======== MATERIAL TO PROCESS ========

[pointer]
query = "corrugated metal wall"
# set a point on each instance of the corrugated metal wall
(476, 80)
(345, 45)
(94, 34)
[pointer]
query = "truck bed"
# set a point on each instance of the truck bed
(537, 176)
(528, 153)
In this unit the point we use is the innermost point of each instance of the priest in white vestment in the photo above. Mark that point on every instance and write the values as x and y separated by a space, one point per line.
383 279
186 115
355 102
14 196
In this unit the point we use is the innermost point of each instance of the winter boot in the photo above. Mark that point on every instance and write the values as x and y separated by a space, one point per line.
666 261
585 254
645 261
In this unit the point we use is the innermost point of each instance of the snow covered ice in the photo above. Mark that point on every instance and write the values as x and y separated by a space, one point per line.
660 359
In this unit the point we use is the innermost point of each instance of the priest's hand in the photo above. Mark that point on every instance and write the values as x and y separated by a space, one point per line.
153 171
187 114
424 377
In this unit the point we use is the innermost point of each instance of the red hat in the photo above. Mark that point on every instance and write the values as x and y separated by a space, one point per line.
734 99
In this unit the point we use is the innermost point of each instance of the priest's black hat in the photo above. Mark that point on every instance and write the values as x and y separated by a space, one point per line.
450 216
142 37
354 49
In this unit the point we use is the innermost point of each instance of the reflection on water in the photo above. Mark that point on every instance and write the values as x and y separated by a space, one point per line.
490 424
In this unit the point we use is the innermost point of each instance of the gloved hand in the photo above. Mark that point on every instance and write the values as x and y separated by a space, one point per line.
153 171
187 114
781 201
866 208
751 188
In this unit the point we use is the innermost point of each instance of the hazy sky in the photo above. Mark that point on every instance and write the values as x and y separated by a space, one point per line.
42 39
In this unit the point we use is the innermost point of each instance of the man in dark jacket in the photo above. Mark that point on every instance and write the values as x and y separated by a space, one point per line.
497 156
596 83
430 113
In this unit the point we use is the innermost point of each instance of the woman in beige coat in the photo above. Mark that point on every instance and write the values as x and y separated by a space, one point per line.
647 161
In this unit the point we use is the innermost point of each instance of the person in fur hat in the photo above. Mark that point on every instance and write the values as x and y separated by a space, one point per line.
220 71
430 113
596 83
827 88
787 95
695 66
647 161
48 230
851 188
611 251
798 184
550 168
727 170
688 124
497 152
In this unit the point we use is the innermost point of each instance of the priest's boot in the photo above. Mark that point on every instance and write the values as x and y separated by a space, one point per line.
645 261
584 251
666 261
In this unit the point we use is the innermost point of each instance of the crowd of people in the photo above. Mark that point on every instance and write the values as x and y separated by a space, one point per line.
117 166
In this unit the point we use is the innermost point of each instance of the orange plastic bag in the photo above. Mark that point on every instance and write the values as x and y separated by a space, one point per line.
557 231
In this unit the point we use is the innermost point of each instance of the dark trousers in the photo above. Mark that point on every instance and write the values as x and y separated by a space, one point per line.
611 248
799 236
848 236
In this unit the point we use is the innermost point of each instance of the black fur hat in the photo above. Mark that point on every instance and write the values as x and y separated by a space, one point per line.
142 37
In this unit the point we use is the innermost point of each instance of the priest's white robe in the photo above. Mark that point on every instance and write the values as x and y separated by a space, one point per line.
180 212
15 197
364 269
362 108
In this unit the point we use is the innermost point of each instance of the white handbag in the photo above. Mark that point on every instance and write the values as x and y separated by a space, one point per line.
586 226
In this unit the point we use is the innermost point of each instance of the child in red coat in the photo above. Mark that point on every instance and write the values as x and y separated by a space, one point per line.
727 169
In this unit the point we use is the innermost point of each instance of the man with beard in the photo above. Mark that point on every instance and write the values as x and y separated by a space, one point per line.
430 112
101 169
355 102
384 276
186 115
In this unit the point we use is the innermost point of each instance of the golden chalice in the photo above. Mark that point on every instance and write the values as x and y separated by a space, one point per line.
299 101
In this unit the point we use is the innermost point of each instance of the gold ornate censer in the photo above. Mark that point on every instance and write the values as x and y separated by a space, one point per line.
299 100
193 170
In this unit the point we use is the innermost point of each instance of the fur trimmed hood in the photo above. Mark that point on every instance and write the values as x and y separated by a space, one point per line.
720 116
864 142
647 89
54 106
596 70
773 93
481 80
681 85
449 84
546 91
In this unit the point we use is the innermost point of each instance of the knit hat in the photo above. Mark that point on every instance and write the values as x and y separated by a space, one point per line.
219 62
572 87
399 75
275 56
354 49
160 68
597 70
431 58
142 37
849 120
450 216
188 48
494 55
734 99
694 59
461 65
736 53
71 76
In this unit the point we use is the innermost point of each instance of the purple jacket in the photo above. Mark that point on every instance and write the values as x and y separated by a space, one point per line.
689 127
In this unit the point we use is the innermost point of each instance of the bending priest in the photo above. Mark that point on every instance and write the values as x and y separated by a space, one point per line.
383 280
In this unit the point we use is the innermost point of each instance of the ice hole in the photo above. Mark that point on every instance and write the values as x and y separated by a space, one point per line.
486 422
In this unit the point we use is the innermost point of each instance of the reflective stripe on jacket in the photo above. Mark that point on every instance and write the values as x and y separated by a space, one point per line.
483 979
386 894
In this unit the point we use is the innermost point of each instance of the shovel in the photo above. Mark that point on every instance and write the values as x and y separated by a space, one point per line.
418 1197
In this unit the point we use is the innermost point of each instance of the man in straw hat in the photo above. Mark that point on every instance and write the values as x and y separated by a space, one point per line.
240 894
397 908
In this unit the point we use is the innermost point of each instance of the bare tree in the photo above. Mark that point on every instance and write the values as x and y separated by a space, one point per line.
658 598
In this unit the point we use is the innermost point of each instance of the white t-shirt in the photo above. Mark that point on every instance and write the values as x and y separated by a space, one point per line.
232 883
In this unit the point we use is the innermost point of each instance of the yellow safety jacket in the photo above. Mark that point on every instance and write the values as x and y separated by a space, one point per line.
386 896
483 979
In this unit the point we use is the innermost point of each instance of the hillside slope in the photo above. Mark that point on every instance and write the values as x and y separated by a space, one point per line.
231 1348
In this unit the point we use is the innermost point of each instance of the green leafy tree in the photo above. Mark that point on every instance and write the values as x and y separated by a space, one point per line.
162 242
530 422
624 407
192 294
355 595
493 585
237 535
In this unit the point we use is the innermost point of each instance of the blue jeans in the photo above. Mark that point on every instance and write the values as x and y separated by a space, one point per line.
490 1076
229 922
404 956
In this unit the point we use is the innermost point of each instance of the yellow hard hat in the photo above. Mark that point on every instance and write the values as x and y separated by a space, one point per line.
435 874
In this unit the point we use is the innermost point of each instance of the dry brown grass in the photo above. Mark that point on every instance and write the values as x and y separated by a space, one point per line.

========

**DIRECTIONS:**
State how many lines in the listing above contain "query". Offer nothing besides that number.

**RESPONSE TO THE EXERCISE:**
2